-- Start of Source extract --

New report suggests institutions heading towards industry-wide strategy change
/A new report, Building Bridges, published by State Street Global Advisors (SSGA) found investors are favouring objective- and factor-based approaches to investments, but there are some impediments to faster change to improve outcomes.
The research covered 400 global institutional investors, with a quarter in the Asia-Pacific region.
Key findings
- Investors are recognising a need for change
- Objectives- and factor-based models are increasing in popularity
- Many believe that more education is necessary to build confidence and adoption
- Respondents are looking for a 10.9 per cent return on long-term investments, but just 13 per cent said their investments were performing above expectations.
- Those with returns below expectations, 84 per cent (90 per cent in APAC) believe that under-performance is set to continue for at least another year, but 16 per cent (10 per cent in APAC) believe this trend will continue for between two and four years.
- Investors understand that new approaches will be required going forward, with 97 per cent expecting 'significant change' in investment approaches across the next five years.
- Investors who are looking down the barrel of lowering returns, traditional approaches reign supreme, with alpha remaining elusive in a low-return high-fee environment.

-- End of Source extract --
-- Start of Supplied entries --

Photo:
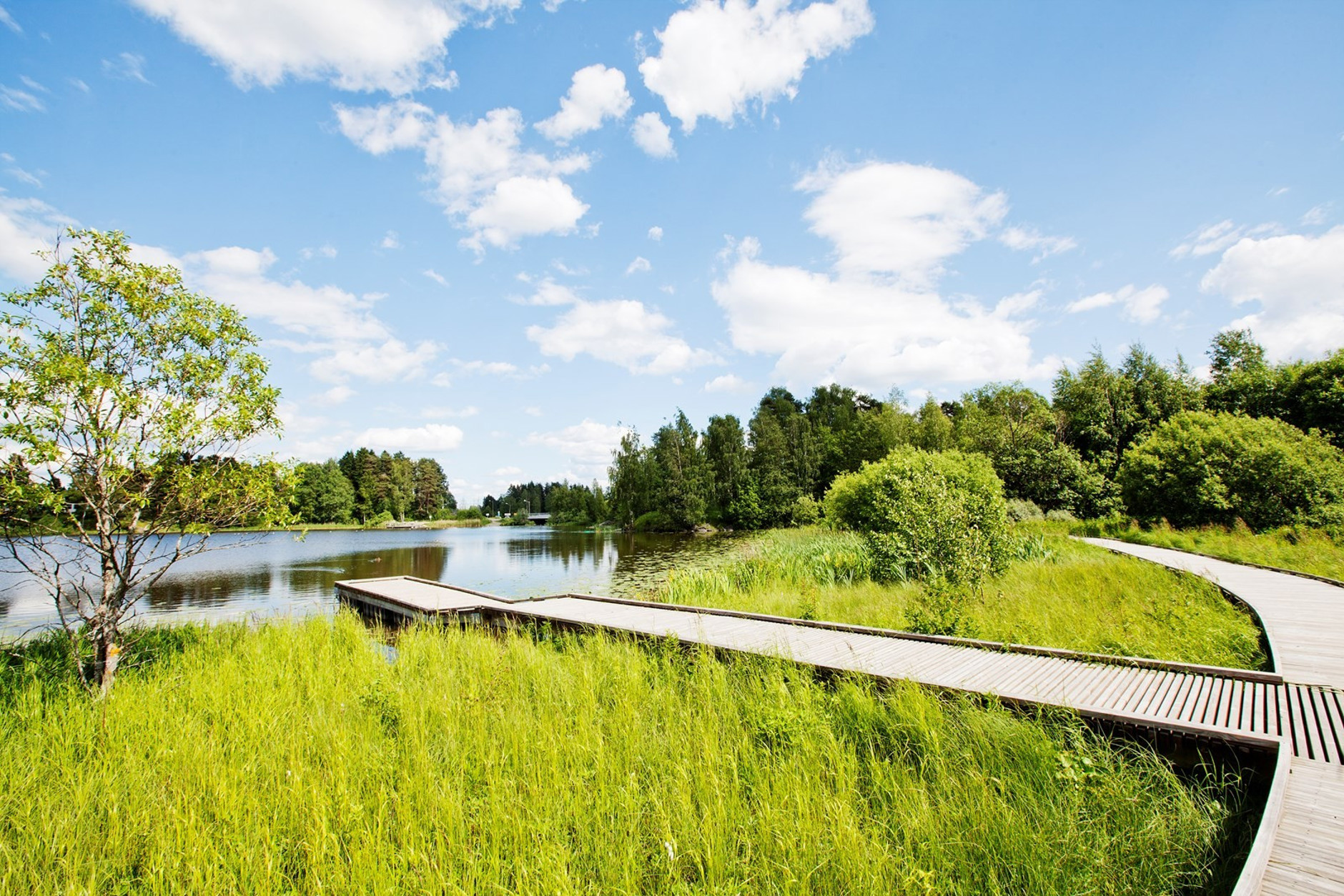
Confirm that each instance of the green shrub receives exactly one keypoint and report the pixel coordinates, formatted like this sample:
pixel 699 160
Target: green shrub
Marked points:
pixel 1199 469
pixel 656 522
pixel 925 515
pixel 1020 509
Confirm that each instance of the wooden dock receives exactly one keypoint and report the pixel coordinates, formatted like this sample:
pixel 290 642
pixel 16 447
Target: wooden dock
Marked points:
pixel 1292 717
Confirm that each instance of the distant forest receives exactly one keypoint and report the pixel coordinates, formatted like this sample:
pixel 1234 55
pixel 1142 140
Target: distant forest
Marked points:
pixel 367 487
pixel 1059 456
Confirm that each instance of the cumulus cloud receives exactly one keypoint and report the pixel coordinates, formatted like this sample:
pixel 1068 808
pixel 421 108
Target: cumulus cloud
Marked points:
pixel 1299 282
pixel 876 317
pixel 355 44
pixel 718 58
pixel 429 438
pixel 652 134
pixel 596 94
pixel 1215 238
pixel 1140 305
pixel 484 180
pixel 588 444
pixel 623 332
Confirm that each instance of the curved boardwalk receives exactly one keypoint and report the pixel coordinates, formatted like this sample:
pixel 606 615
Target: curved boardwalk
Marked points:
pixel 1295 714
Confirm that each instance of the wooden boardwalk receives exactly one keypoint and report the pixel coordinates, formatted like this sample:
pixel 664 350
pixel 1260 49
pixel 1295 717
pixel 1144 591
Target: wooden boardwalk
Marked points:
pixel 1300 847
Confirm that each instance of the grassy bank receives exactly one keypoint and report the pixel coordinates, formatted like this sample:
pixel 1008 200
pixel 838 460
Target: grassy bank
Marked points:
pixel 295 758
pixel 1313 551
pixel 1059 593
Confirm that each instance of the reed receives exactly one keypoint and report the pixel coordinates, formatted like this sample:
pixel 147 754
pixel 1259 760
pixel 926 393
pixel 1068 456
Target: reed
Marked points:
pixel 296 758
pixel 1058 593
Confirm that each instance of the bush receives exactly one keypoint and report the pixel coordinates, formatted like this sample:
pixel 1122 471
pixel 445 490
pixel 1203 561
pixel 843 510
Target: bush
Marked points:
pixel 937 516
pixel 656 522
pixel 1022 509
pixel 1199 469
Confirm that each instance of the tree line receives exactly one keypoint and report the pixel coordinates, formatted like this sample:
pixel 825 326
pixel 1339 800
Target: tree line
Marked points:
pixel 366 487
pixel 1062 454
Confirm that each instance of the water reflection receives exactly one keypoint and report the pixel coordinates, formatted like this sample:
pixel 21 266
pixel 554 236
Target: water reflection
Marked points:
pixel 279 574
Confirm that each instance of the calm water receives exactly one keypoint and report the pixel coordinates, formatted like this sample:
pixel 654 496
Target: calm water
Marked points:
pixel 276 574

-- End of Supplied entries --

* What is asked
Pick up the news piece on the State Street Global Advisors investor report after its last sentence and keep writing it.

* Written answer
- Despite 59 per cent indicating their preference to increase allocation to active investing, 38 per cent said they planned to increase use of smart beta strategies to make up for performance gaps.
- When it came to APAC, 22 per cent of those investors said they were planning to up their use of smart beta strategies to hit out at underperformance, but 78 per cent said they would increase alternative investments, and 72 per cent would increase objective-based investing.
- About 40 per cent said traditional asset class distinctions remain the single most important manner to approach asset exposures.
- Alternative classifications (including factor-based and objective-based) make up 30 per cent and 25 per cent respectively.
- Some in the Americas and EMEA have shifted slightly to start using smart beta for performance shortfalls, with 75 per cent reporting a moderate-to-significant improvement in long-term aim fulfillment.
- APAC members reported 17 per cent already using smart beta strategy, but 35 per cent were planning to use them in future.
The challenges are deep, however, with institutions at the point where they need to find new/better ways to meet their goals. Obstacles to performance and change include slow peer group adoption (62 per cent), board buy-in being hard to obtain (46 per cent), and in-house talent deficits.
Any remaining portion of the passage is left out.